Your objective
Reproduce the material below line for line, without any alteration.

(Entries from a dataset)
----------
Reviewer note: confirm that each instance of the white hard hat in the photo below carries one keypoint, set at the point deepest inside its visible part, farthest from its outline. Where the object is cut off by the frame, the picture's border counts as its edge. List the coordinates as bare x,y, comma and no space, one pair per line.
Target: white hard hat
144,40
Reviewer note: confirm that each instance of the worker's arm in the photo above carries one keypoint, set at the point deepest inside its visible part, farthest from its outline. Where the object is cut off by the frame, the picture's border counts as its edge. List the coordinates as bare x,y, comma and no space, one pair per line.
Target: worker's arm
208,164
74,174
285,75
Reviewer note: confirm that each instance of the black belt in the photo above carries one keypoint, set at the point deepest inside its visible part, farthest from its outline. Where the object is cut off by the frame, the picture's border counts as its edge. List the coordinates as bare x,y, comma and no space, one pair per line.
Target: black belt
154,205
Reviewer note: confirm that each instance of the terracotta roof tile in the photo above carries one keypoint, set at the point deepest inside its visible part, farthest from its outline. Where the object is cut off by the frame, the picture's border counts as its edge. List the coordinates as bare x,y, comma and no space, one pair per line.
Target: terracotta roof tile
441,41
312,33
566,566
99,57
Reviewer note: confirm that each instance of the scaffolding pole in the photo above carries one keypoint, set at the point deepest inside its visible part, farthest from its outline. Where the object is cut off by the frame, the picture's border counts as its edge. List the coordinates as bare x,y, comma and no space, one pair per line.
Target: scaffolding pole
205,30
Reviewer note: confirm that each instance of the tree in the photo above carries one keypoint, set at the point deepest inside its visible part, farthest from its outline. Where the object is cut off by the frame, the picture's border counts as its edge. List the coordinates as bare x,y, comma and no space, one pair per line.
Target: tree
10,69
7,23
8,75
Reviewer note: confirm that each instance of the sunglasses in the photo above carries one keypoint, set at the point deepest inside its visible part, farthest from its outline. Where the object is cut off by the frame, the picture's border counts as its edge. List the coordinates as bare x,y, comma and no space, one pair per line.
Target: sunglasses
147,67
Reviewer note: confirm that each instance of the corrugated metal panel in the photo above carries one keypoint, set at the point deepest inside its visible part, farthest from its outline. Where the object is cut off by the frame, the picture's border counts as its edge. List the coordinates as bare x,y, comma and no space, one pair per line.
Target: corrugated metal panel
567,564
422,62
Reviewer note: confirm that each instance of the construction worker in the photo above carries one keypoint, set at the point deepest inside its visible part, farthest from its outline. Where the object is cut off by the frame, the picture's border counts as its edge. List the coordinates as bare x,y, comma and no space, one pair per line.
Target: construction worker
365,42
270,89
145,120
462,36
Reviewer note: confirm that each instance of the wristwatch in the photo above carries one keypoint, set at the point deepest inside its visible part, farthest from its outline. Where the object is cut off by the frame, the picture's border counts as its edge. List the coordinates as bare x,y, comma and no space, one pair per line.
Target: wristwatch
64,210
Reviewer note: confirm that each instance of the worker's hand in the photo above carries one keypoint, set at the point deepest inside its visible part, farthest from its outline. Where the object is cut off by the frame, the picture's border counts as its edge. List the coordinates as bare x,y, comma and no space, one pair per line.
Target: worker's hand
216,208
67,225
----------
Solution
Reviewer note: confirm that each instance of the white hard hat in the photo below carries one keypoint, set at the point deepest inside its visible part, farthest from its outline. Where the object is cut off by the frame, the picture's border counts as its edge. List the coordinates as bare x,y, comma and no space, one pair per line.
Target: white hard hat
144,40
Reviewer note: confirm that each instance of the worker's arm in the photo above carries one keypoint, set at the point deepest inside its visible part, farthest from its outline. Where the object is cut off by the frame, the picture's border counts as its edge. List the coordinates as bare x,y, comma and no space, one pair per line.
Target: worker's arm
208,164
74,174
285,75
Reviewer note: confirm that each instance of the black belt in the photo above carries one keypoint, set at the point deepest inside its visible part, farthest from its outline. Where the object is cut off by the frame, the picture's border counts as its edge. List the coordinates as bare x,y, comma and no space, one pair per line.
Target: black belt
154,205
Reviewer note: confirm that each instance of the terracotta roof tile in the photo above carries one keypoint, set at the point deepest inside its visible part, farthest from its outline. Where the object is cut off by the frame, the picture's border counts as its edge. List the coordinates as bare x,y, comma and no space, one pair per line.
Target: terracotta roof tile
441,41
312,33
566,566
99,57
Reviewer note: confirm that each instance of the scaffolding pole in the photo above carries one keypoint, set at the point deepest inside its visible part, farthest from its outline. Where the object is cut off by the frame, the picture's border counts as its edge. List the coordinates as bare x,y, comma and no space, one pair per line.
Target: scaffolding pole
205,30
Reviewer note: confirm that each instance of the tree in the photo above carries one keypoint, set at the point deepest inside its visible part, farthest from its outline. Where the object is cut off by the frame, the picture's border counts as its edge. List the coordinates as bare x,y, comma and no space, one pair per line.
Target: tree
10,69
7,23
8,75
Reviewer note: confirm that each instance of the sunglasses in the photo above carries one keypoint, set at the point deepest inside its visible part, farthest from its outline. Where the object is cut off by the frame, the picture's border counts as its edge. List the coordinates as bare x,y, comma and no space, one pair per line.
Target: sunglasses
147,67
Reviewer note: confirm that each instance of the corrugated metal panel in the photo above carries one keypoint, set at the point deepest inside its visible part, farthest from its outline. Where the object is cut off by the frame, the picture's border counts as its edge. List the coordinates as bare x,y, comma and no space, one pair per line.
Target: corrugated metal panel
567,564
422,62
Reviewer note: confirm that each instance of the construction worker in the photo above carries one keypoint, set at the point deepest inside its visible part, farthest from its outline. Where the object is cut off by the frame, the picture's border counts as its edge. List the coordinates as bare x,y, comma and no space, one pair per line.
Target: construction worker
365,42
270,89
145,120
462,36
Reviewer note: confirm that each instance of the wristwatch in the photo above carries one keypoint, set at the point deepest inside its visible part, farthest from its outline. Where the object is cut off by the frame, the picture's border counts as its edge. List the coordinates as bare x,y, comma and no space, one pair per line.
Target: wristwatch
64,210
Reviewer note: confirm that each instance of the worker's hand in the photo above carries one keypoint, set at the point deepest inside its visible part, farthest from its outline. Where the object is cut off by the frame, the picture's border counts as its edge. List the coordinates as bare x,y, comma and no space, one pair per line.
Target: worker's hand
216,208
67,225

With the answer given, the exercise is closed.